▶ **Data for processing**:
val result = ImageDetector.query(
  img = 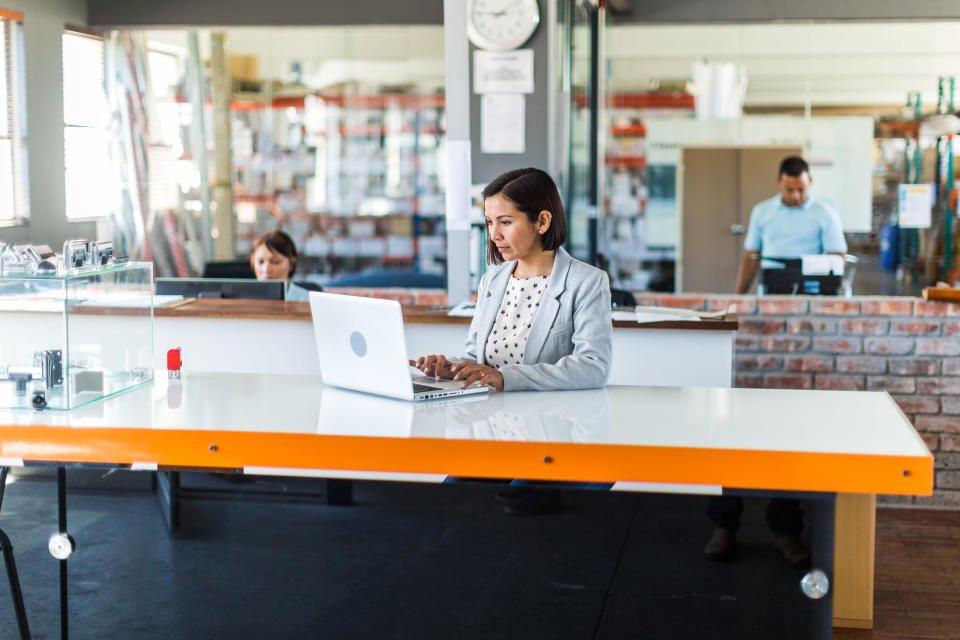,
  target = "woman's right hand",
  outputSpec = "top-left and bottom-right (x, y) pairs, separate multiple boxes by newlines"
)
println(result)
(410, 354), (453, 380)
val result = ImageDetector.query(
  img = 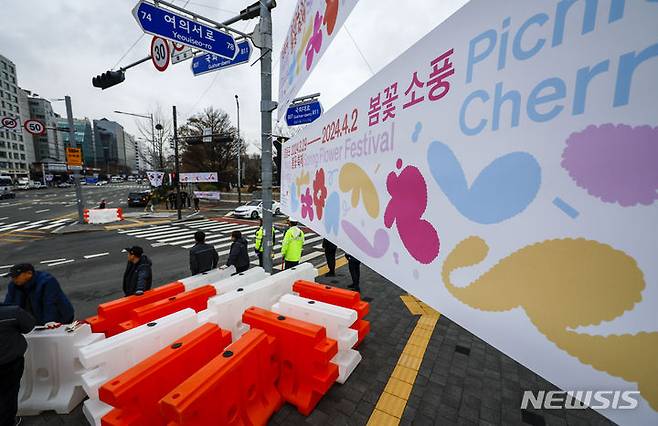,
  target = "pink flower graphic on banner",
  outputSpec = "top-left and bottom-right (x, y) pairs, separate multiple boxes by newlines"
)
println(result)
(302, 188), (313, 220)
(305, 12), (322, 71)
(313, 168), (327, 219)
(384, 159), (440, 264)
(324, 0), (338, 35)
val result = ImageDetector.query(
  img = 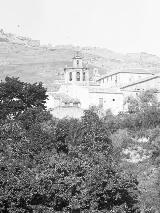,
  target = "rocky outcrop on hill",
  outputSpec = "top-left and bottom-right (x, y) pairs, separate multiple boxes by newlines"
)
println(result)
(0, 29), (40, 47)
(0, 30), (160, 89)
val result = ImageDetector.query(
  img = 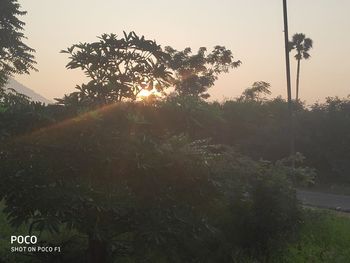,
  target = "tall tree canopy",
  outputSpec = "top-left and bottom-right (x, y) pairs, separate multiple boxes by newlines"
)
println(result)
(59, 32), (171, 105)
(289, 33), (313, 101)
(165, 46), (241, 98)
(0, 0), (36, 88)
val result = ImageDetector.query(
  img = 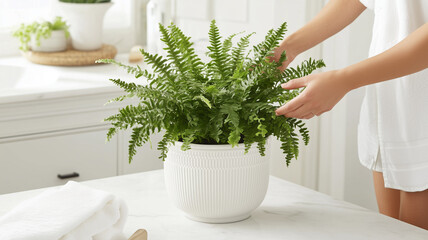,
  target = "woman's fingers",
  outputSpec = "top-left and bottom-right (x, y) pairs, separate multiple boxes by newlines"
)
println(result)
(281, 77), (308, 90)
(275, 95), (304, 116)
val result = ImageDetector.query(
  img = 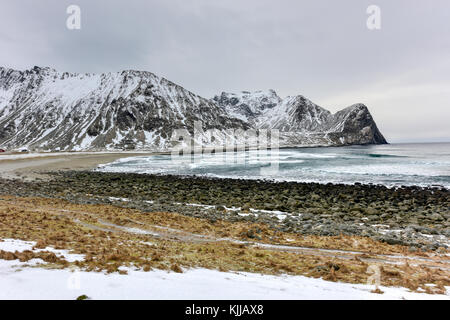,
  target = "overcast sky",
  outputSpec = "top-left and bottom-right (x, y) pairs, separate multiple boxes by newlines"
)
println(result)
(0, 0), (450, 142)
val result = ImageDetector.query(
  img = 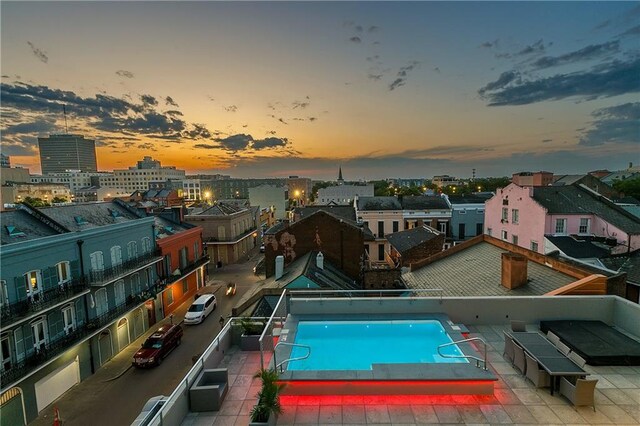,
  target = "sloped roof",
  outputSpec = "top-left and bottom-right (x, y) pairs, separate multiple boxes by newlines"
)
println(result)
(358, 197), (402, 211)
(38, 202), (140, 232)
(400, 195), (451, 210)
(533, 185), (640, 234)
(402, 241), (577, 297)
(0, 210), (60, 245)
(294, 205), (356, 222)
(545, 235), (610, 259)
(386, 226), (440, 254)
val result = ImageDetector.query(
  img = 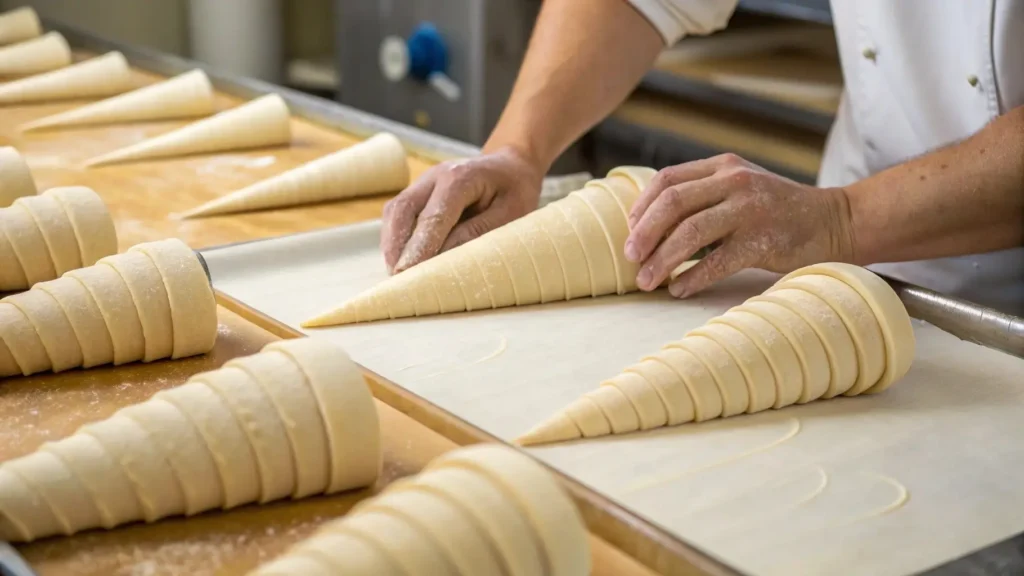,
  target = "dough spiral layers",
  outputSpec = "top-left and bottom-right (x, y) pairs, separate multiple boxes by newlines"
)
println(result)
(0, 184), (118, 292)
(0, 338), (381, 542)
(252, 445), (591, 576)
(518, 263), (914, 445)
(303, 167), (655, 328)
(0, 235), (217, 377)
* * *
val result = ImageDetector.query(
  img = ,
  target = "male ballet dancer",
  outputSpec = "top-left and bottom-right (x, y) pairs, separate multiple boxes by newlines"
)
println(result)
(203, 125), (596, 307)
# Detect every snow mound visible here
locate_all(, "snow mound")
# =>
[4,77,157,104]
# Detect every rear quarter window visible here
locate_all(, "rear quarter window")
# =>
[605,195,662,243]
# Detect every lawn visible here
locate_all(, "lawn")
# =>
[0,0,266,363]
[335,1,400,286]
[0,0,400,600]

▶ **What to produce**: Write out the rows from the line with "# Detect every rear" up to and including the line with "[0,0,400,600]", copying each line exactly as it appears.

▶ **Result for this task**:
# Detect every rear quarter window visible here
locate_all(, "rear quarter window")
# =>
[605,195,662,243]
# Detect every lawn visible here
locate_all(, "lawn")
# =>
[0,0,266,363]
[335,1,400,286]
[0,0,400,600]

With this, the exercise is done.